WORK ITEM:
Make an exact copy of the records below, excluding images.

(Extracted records)
· · ·

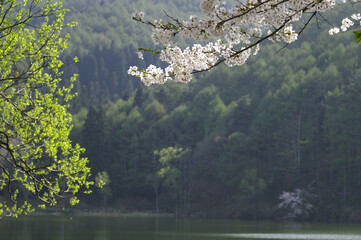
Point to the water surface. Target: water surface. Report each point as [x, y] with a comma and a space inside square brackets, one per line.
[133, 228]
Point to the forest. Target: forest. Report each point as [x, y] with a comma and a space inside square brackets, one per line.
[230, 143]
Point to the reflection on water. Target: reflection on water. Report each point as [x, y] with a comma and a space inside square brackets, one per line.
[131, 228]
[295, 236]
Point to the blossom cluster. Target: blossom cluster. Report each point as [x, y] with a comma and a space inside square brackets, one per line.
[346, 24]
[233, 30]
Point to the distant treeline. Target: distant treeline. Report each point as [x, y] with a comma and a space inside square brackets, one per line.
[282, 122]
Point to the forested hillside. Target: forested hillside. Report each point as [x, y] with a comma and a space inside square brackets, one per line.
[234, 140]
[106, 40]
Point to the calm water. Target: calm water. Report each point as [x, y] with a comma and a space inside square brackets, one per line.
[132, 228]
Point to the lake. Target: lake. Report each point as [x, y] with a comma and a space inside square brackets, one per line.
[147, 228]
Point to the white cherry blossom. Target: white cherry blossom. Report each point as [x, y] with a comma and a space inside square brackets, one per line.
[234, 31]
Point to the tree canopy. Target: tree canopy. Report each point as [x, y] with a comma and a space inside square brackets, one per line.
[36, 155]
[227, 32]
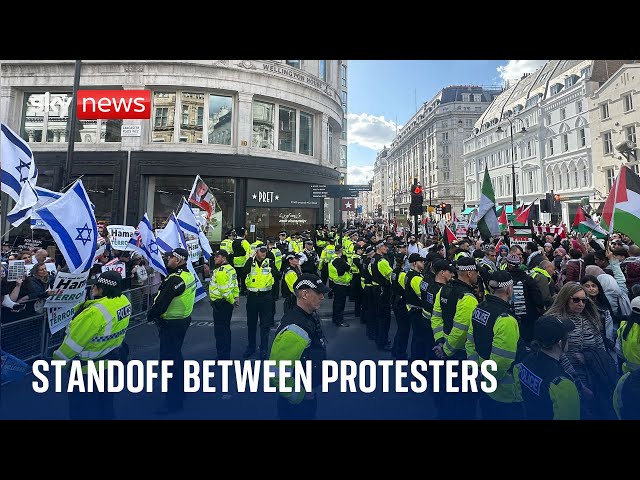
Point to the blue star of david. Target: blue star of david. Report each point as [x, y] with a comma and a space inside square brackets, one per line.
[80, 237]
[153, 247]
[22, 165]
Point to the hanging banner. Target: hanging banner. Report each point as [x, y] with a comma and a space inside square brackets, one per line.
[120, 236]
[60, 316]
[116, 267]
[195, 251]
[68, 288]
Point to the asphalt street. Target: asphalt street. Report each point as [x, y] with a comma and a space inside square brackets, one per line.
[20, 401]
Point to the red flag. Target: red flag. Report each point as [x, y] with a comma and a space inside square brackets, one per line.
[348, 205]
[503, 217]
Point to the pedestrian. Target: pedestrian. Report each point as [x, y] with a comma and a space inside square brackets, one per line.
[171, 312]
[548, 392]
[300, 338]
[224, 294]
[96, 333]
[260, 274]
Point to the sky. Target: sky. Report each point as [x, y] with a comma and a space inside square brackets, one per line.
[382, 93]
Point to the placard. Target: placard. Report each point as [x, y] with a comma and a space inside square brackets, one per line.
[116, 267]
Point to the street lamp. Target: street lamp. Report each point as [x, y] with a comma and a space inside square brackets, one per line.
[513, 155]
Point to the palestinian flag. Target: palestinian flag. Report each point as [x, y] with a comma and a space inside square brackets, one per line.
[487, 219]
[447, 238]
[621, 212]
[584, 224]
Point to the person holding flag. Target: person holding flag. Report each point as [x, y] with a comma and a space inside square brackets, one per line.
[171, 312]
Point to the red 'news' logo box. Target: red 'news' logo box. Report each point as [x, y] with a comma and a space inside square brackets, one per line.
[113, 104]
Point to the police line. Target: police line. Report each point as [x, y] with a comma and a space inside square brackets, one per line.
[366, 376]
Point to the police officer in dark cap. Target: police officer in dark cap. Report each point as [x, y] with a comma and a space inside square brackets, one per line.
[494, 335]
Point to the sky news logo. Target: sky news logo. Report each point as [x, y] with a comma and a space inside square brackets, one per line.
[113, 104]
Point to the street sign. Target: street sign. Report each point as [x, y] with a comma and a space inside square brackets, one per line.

· · ·

OUTPUT BELOW:
Point to the water surface. Target: water surface. Report each point as [x, y] with a comma and a space inside square brackets, one per line.
[133, 228]
Point to the forest. Target: forest. Report each point as [x, y] with a comma and a space inside square brackets, one per line.
[230, 143]
Point to the reflection on water. Target: reflection on water. Report each point as [x, y] with a comma and a space inside square brackets, one per line.
[131, 228]
[295, 236]
Point to the blossom cluster. Target: blossom cluster. Report each point as [x, y] with a comma and a space inside square brackets, one per line.
[346, 24]
[233, 30]
Point to the distant treeline. Target: distant treeline. Report each point as [x, y] with a comma and a space inside square brackets, one per line.
[282, 122]
Point to the forested hillside. Target: forested hillside. Report each point as [x, y] with a comma and a space inside square brackets, one per line.
[234, 140]
[106, 40]
Point to the calm water. Target: calm water. Report each point as [x, y] with a comma and a space inside square brackets, one per line.
[132, 228]
Point to the lake. Target: lake. Report each point as [x, y] with a comma and a space inside square brackets, one per line.
[147, 228]
Point to the white cherry blossom. Target: white cherry blossom. Report each point as [x, y] with a comma and a space inside square brackets, one per line.
[234, 31]
Point to the tree canopy. Target: tree canopy. Report each point as [x, y] with a comma and a space inside square brackets, one per line.
[36, 155]
[227, 32]
Point to the blue star of david. Target: blue star of david. Report each point as [x, y] with a comma and a space inside square brackets, one per line.
[80, 237]
[153, 247]
[22, 165]
Point to the hanging banner. Target: hanging banner. Report each point as [x, y] with a comma and a space inside square brackets, one per line.
[120, 236]
[60, 316]
[116, 267]
[195, 251]
[68, 288]
Point to the asphalt street. Target: asphalt street. Report each point as [x, y] with a comma and a space inside square brackets, one per line.
[20, 401]
Point to the red flag. Target: red flag. Report each point as [x, y] with a comma and a space inside square brackets, one per line.
[348, 205]
[503, 217]
Point to the pedestrian. Target: pedestrian. Report each point as [x, y] with a comma and a space inside square brackets, one per line.
[171, 312]
[548, 392]
[300, 338]
[224, 294]
[96, 333]
[260, 274]
Point to the sky. Target: sky. Report each point as [x, y] with a comma and a space inside square brackets, one per line.
[382, 93]
Point to the placard. Target: placard. Report each point as [x, y] with a comma and a space inside square brackets, one per line.
[116, 267]
Point to the street lamp. Target: street lamp. Report each point as [x, y] with a comma and a space inside square brackets, one per line.
[513, 155]
Point to the palestinian flag. Target: palestinian flag. Report each point as [x, y] with a comma and a space inside square brackets, one per line.
[487, 219]
[447, 238]
[621, 212]
[584, 224]
Point to the person holding flag. Target: person holding flag. Report each point as [x, y] with a comma and a space inside square brackets, one per line.
[171, 312]
Point to the red 'news' logo box. Target: red 'news' logo box. Report each point as [x, y] with a comma and a space inside square brackets, one per line.
[113, 104]
Point to the police line. Target: police line. Report each point as [x, y] with a comma and a space inside square brackets, one per line.
[366, 376]
Point to the police officer in dark cap. Target: police officer in dark cap. Report each point as [x, y] with a comma and a space inside square brackets, one per line.
[494, 335]
Point to the sky news logo. Target: sky news logo. Report each point as [x, y] with a comma and a space inside square brackets, one per line.
[113, 104]
Point to the street sign. Target: street sign. Report each point as [x, y] with a comma and a space inside square brackets, one per line.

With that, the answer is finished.